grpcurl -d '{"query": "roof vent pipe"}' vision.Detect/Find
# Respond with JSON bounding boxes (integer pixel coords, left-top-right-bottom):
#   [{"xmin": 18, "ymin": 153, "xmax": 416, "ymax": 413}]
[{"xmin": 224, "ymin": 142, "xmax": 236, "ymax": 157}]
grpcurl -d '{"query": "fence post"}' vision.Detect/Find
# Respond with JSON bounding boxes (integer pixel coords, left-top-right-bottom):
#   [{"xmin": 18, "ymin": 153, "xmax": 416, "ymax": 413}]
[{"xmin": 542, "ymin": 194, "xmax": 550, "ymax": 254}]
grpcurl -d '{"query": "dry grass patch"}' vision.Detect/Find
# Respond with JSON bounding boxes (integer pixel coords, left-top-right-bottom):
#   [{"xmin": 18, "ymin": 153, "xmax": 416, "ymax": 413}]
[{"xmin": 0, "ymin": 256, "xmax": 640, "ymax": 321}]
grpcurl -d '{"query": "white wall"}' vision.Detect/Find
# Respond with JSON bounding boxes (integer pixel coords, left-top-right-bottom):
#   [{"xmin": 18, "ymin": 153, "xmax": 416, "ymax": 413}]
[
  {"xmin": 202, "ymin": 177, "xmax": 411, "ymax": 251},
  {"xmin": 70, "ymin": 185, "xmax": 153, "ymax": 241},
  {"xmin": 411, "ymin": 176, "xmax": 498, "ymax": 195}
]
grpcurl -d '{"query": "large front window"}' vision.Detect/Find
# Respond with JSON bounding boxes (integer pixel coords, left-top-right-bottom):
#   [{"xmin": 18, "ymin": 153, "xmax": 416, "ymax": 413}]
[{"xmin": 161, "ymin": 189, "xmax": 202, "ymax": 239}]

> **WHAT IS EXPECTED**
Reproduce all of the lines above verbatim.

> **SOLUTION TO THIS TASK**
grpcurl -d '{"query": "roof vent pipe"}' vision.Detect/Find
# Respond with JSON bounding boxes (integer pixel coords, left-top-right-bottom):
#   [{"xmin": 18, "ymin": 153, "xmax": 416, "ymax": 413}]
[{"xmin": 224, "ymin": 142, "xmax": 236, "ymax": 157}]
grpcurl -d '{"query": "fence post"}' vision.Detect/Find
# Respond with JSON bounding boxes (integer pixel coords, left-top-right-bottom):
#   [{"xmin": 18, "ymin": 153, "xmax": 416, "ymax": 413}]
[{"xmin": 542, "ymin": 194, "xmax": 550, "ymax": 254}]
grpcurl -d '{"query": "dry grass patch"}' vision.Detect/Find
# Respond with JSON bounding boxes (integer pixel coords, left-top-right-bottom):
#   [{"xmin": 18, "ymin": 153, "xmax": 416, "ymax": 413}]
[{"xmin": 0, "ymin": 256, "xmax": 640, "ymax": 321}]
grpcurl -d '{"query": "white wall"}' vision.Detect/Find
# Respond with JSON bounding boxes (integer pixel coords, left-top-right-bottom):
#   [{"xmin": 18, "ymin": 153, "xmax": 416, "ymax": 413}]
[
  {"xmin": 202, "ymin": 177, "xmax": 411, "ymax": 251},
  {"xmin": 70, "ymin": 185, "xmax": 153, "ymax": 241},
  {"xmin": 411, "ymin": 176, "xmax": 498, "ymax": 195}
]
grpcurl -d '{"query": "large front window"}' vision.Detect/Find
# Respond with JSON bounding boxes (integer pixel coords, left-top-right-bottom):
#   [{"xmin": 18, "ymin": 153, "xmax": 416, "ymax": 413}]
[{"xmin": 161, "ymin": 189, "xmax": 202, "ymax": 239}]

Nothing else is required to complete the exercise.